━━━━━ Given records

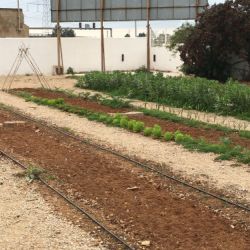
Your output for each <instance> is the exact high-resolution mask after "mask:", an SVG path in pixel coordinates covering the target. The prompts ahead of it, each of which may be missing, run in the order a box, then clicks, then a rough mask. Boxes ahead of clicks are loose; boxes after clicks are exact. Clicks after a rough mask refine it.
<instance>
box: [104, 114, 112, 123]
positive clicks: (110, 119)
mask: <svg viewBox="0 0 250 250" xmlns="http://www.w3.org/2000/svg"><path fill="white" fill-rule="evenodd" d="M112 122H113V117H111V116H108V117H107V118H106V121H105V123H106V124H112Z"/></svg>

━━━━━━━━━━
━━━━━ Given records

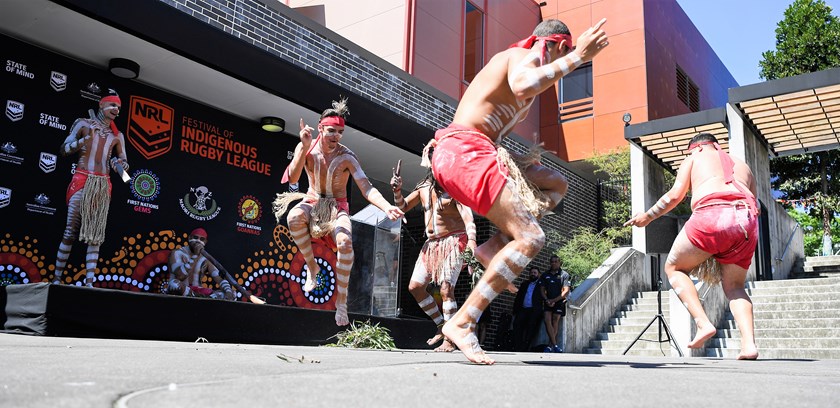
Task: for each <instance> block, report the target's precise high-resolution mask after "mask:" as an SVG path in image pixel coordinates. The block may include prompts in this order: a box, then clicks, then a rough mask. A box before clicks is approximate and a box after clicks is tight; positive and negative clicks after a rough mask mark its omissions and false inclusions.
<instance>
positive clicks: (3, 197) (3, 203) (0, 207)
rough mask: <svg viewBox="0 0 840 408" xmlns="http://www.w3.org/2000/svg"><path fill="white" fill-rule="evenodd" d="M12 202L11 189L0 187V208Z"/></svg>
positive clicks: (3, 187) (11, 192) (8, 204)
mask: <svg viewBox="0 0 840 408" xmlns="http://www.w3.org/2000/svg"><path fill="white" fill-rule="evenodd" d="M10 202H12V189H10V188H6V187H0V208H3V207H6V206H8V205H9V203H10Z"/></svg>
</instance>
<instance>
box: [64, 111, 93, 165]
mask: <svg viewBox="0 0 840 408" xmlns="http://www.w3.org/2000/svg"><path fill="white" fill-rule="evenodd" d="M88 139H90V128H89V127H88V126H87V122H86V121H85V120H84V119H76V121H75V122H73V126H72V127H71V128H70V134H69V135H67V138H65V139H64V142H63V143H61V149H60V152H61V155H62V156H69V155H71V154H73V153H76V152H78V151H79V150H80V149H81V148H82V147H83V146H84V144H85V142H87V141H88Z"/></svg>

━━━━━━━━━━
━━━━━ Given records

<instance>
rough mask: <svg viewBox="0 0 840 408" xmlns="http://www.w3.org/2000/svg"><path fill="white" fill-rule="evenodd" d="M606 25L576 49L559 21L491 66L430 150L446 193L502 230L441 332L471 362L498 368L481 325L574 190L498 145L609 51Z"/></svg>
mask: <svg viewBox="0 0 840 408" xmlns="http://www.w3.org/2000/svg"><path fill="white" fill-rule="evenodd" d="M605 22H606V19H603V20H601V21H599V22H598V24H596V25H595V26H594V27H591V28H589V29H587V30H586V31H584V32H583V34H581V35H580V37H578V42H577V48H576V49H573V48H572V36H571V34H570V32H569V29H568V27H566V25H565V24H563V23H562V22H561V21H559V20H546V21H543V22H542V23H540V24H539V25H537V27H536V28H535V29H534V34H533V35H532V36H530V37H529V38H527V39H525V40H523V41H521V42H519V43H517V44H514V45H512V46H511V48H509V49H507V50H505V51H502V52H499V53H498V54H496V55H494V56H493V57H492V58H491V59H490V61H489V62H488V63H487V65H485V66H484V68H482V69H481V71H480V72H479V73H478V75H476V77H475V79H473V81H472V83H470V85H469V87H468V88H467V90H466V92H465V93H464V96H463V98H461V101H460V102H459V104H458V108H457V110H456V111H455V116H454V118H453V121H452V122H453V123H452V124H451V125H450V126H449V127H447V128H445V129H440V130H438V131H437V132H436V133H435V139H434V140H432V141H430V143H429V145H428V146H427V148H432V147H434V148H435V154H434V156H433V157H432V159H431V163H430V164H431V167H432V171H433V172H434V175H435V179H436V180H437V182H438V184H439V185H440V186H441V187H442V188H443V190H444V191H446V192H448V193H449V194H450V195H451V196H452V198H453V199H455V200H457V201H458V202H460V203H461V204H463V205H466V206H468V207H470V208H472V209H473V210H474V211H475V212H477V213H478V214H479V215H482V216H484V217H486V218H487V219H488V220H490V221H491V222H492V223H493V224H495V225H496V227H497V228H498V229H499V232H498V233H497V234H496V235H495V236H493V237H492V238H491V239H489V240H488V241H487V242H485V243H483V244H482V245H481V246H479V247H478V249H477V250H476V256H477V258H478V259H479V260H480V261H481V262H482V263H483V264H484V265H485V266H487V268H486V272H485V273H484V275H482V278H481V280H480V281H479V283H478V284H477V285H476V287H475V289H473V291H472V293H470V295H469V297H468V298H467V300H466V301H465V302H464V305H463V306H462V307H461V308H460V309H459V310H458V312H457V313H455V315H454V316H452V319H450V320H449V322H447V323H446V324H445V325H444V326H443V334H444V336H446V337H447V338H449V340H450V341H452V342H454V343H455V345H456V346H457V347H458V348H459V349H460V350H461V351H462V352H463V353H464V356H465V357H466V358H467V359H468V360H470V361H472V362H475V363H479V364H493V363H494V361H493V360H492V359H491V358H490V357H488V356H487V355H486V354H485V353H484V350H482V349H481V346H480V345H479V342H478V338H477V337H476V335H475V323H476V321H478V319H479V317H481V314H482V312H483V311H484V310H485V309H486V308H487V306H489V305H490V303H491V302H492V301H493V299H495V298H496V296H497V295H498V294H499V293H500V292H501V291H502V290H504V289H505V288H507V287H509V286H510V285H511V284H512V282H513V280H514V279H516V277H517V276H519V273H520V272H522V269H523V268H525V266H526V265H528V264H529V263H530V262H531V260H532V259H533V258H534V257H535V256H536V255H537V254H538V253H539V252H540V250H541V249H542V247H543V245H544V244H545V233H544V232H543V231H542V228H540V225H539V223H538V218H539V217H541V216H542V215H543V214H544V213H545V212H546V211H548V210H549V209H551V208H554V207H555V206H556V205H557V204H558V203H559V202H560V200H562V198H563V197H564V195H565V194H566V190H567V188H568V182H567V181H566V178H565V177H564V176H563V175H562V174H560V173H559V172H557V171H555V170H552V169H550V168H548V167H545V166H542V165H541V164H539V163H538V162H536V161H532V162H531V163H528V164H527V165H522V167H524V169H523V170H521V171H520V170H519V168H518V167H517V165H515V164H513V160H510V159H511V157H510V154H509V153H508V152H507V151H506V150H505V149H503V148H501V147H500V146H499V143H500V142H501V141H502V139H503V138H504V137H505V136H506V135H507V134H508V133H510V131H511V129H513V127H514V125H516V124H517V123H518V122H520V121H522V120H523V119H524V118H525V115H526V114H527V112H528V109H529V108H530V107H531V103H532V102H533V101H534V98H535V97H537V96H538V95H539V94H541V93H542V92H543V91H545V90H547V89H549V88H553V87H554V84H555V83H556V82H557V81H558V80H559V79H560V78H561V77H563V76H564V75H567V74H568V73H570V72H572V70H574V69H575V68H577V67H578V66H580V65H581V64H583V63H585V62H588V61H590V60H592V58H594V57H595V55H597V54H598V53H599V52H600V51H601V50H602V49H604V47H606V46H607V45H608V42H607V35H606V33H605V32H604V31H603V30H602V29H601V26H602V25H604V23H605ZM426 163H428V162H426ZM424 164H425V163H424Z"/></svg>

━━━━━━━━━━

*Exercise prompt*:
Go to the line with "Task: for each" in the entries above and repeat every line from there through the line with "positive clicks: (3, 197) (3, 203) (0, 207)", exactly and with no other text.

*Written answer*:
Task: for each <instance> block, report the target's precise high-resolution mask after "mask:" as an SVG path in image pixel coordinates. The block may include prompts in this order: a box, then clicks, then a rough mask. A box before clicks is approximate and a box after clicks is tight; positive and negative clicks after a rough mask mark its omissions and false inclusions.
<instance>
positive clicks: (3, 197) (3, 203) (0, 207)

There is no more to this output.